*** Given text ***
A human being has five senses. Taste, smell, touch, hearing and sight. These senses are essential for survival that is the ultimate goal and result of evolution. Lately, though, my senses have been making it difficult for me to survive.
I have been trying very hard to avoid graphic videos of violence on my newsfeed on social media. I have been keeping the television at home switched off. I have avoided checking international news. I know if I do, the news of violence against children in Syria will wreak havoc on my senses that will make it difficult for me to survive.
Normally, when I write or speak about issues, I try to pick issues that are closer to home; things I have more control over. Here I make an exception.
According to the BBC, some 393,000 people are trapped in the enclave near Damascus, which has been besieged by the government since 2013. Medics say more than 500 people have been killed since the government intensified its bombardment days ago in an attempt to retake the enclave. Many of them are children. Despite a ceasefire brokered by Russia, various media reports have emerged citing continued violence and killing. The seven-year war has reached new heights in causing carnage as Russian and Syrian warplanes have relentlessly bombed rebel-held enclaves in Syria's Eastern Ghouta.
*** End of Given text ***
*** Provided material ***
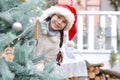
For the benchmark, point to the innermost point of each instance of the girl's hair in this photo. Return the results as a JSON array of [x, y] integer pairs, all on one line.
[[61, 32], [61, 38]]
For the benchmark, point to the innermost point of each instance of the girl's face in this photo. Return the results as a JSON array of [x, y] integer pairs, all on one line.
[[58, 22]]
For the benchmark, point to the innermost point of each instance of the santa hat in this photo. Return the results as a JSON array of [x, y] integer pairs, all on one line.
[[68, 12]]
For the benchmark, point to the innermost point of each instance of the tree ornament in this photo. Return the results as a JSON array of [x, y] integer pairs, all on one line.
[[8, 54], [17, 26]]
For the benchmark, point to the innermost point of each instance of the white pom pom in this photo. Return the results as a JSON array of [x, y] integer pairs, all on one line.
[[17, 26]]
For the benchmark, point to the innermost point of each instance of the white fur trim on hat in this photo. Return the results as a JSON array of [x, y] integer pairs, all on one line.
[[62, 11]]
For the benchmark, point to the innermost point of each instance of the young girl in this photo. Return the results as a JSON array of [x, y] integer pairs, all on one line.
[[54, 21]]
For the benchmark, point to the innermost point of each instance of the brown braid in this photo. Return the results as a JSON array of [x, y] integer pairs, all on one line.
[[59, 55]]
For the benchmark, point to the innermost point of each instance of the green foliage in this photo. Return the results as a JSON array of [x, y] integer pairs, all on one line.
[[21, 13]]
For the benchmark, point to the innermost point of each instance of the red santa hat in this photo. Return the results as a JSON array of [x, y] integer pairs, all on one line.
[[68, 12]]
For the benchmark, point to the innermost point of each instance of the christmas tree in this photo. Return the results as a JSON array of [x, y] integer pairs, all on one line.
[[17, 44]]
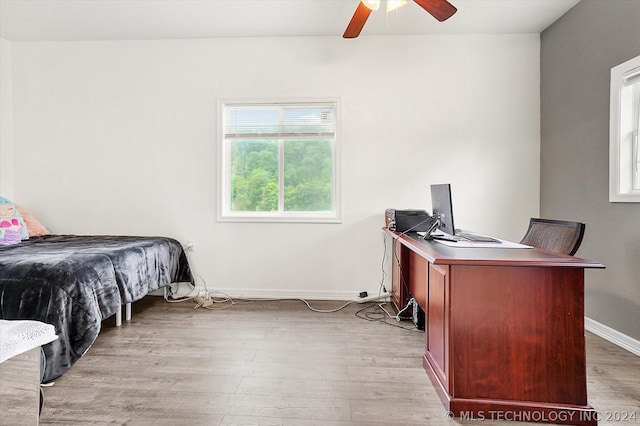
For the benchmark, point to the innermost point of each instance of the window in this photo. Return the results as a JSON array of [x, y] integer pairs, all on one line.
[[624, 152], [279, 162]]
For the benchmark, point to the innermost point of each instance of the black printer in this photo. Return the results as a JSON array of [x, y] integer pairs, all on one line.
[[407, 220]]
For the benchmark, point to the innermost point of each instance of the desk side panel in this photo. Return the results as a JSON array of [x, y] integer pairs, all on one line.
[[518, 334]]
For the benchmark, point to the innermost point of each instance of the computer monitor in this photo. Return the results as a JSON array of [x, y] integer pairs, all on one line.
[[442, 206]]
*** End of Provided material ***
*** Provided material ***
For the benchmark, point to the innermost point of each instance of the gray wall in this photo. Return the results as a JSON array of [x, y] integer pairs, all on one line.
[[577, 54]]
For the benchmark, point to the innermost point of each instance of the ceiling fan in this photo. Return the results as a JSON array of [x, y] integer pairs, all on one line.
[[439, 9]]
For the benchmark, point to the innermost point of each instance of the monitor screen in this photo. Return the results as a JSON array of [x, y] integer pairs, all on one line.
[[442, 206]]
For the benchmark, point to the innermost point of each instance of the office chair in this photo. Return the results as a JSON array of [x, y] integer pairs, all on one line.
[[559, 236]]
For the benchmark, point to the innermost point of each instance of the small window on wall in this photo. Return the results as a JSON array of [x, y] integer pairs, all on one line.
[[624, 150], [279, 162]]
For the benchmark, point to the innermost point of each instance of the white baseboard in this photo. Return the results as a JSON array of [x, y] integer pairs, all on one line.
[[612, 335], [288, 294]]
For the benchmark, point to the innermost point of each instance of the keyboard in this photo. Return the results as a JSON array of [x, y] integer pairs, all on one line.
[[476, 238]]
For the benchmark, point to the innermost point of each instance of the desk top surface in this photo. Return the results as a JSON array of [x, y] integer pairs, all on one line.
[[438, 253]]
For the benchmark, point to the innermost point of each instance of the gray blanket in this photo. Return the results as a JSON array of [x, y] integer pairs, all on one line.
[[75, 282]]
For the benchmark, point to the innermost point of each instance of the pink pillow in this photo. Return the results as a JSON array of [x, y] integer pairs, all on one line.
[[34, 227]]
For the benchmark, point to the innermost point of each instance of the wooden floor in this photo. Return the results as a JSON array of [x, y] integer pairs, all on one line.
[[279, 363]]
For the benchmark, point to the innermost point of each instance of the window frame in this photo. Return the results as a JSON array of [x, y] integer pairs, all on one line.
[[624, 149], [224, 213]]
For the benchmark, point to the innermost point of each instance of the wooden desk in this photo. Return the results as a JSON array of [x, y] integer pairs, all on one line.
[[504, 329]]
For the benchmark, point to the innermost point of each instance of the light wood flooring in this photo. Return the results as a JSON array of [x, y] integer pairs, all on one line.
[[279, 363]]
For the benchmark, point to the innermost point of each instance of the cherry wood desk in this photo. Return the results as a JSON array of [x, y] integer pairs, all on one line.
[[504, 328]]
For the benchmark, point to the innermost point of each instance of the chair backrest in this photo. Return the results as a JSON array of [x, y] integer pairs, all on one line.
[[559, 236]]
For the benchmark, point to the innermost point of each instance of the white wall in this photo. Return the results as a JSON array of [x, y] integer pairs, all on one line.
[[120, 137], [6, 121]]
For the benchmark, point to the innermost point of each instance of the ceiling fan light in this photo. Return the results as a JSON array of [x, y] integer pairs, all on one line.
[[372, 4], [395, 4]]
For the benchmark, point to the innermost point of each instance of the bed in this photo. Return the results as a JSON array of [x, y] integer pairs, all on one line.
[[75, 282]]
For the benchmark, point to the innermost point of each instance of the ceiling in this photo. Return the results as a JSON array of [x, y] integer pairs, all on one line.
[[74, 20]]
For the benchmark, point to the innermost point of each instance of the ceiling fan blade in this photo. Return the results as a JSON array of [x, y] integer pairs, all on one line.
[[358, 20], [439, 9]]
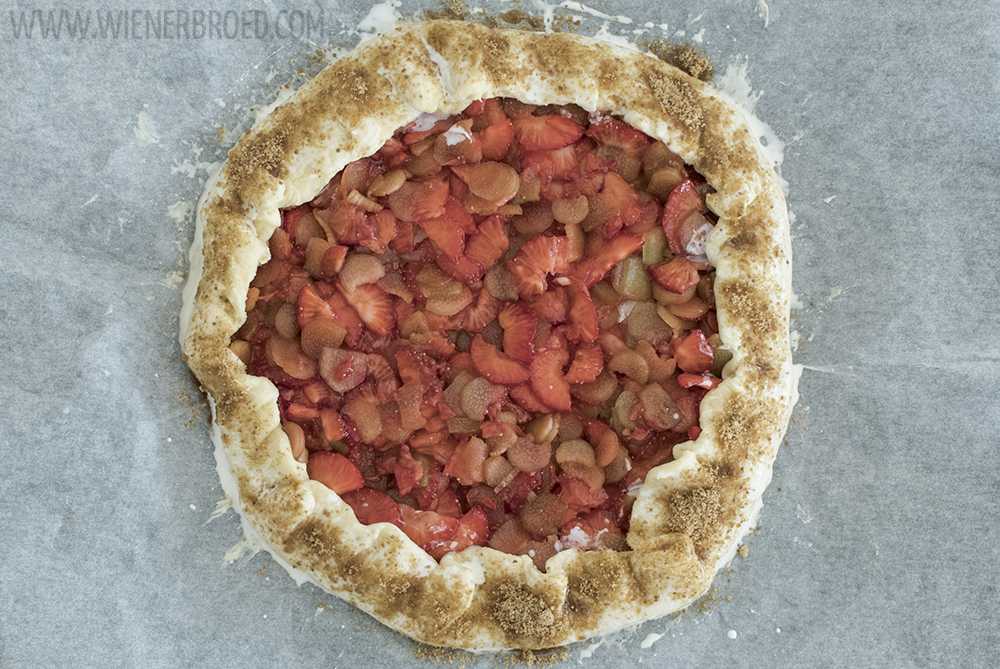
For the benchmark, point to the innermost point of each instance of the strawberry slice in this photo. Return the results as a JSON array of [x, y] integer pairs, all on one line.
*** End of Provided material ***
Resume the piece about violence against children in Syria, beginning right after its final sentence.

▶ Task response:
As if the crisis itself isn't ugly or brutal enough, media reports have emerged on how women in Syria are being sexually exploited by men delivering aid on behalf of the UN. And even though the bombardment of information is new, the situation has existed for years. The system as it currently stands has chosen for women's bodies to be sacrificed. It is important to highlight that those who are exploiting women for sexual favours in return for aid are local Syrian men.
Credible reports of sexual exploitation and abuse going on during cross-border aid delivery have surfaced previously, specifically in meeting with the UN conducted in July 2015 (James Landale & Vinnie O'Dowd, BBC News, 2018) and regardless, no significant steps were taken. Charity employees were cited on the BBC report saying the exploitation is so widespread that there is now a prevailing assumption that women had offered their bodies in exchange for the aid, leading to some women refusing to go to distribution centres. As Danielle Spencer, a humanitarian adviser working for a charity, puts it, "Somewhere there has been a decision made that it is OK for women's bodies to continue to be used, abused, violated in order for aid to be delivered for a larger group of people."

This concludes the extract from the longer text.